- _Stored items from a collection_
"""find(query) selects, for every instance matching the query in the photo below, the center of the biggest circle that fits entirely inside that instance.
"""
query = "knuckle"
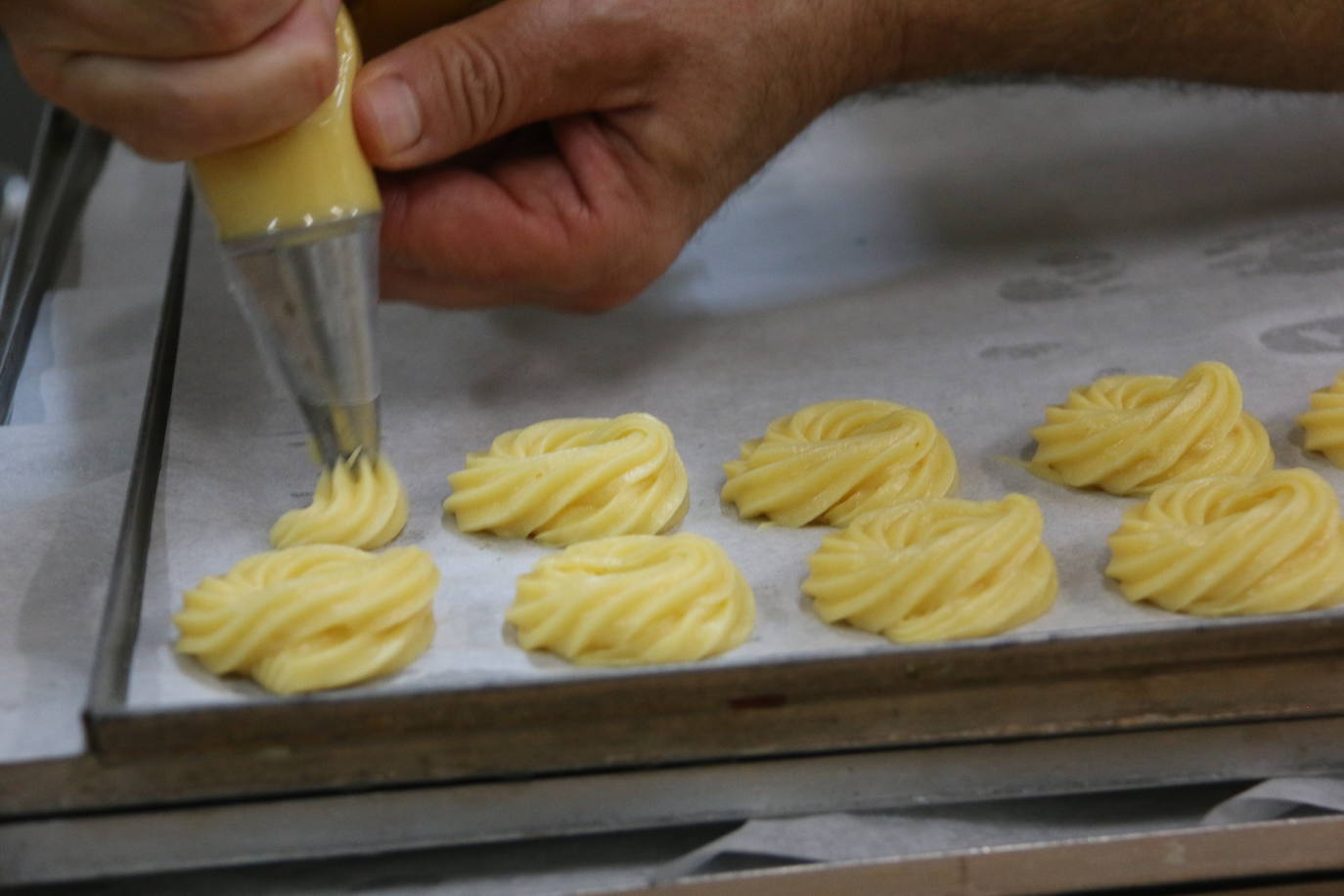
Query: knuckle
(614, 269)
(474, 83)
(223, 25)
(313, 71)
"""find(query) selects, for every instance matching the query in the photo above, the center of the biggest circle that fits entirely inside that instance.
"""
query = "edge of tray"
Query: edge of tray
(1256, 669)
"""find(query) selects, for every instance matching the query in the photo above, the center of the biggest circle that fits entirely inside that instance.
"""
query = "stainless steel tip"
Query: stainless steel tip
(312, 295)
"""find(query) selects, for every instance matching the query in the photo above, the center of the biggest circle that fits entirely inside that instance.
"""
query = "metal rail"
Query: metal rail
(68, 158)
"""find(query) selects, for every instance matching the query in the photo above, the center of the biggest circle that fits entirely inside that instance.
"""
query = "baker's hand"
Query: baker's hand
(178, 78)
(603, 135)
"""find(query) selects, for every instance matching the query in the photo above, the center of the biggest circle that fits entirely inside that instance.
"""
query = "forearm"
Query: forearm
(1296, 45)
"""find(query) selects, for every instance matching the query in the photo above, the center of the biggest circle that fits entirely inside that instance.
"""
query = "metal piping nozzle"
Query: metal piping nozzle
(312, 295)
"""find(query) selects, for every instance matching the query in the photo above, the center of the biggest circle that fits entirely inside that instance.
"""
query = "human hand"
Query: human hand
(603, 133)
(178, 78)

- _Your goal_
Leaving the pictures behind, return every line above exactly.

- _Answer for this exercise_
"""find(query) selects, for every instance matching the query in the photo below, the center of the biggest circle that fits entirely inside that instance.
"""
query = "knuckle"
Query: knuckle
(614, 269)
(474, 83)
(223, 25)
(313, 71)
"""find(query) selects, for every instance matching the query in the photo above, the center of the biggest circle that fits entirely inside that instance.
"""
query = "edge of tray"
Query: edge of tray
(1256, 669)
"""find(query) selects, for every instance matching the query in the photo above, the center of the biggest circle that fits entirely inside that instance.
"""
query = "stainless steel tip"
Query: stainless steel tip
(312, 295)
"""find(query) selects, for every instance matching the query in the photo above, the center of the biggest circle that fits entirely inside that instance.
"""
query = "metal rail"
Query: metal rail
(68, 158)
"""find(query) selects, for every instance matching the query in the photo above, the center of the biggest circle that fits entirely inside that instance.
"""
query = "baker's hand"
Query: baker's hand
(178, 78)
(603, 135)
"""find(query) selects, for every instance matching the query in the photo above, the center of the biggest circle that fits entirely inside that instance.
"""
query = "forearm"
Query: forearm
(1296, 45)
"""find(query) selects, for every instance matching the query in the photo above, the center of the biggest circle that fits entirely inside that instance.
"""
query = "metal piping nozzle"
Query: metal piping nozzle
(312, 295)
"""find(query) selects, for every instance matching the query in the photo above, the center of the biggest circle that fits entirely inside that instance.
"""
query = "human hand"
Query: human hand
(603, 133)
(178, 78)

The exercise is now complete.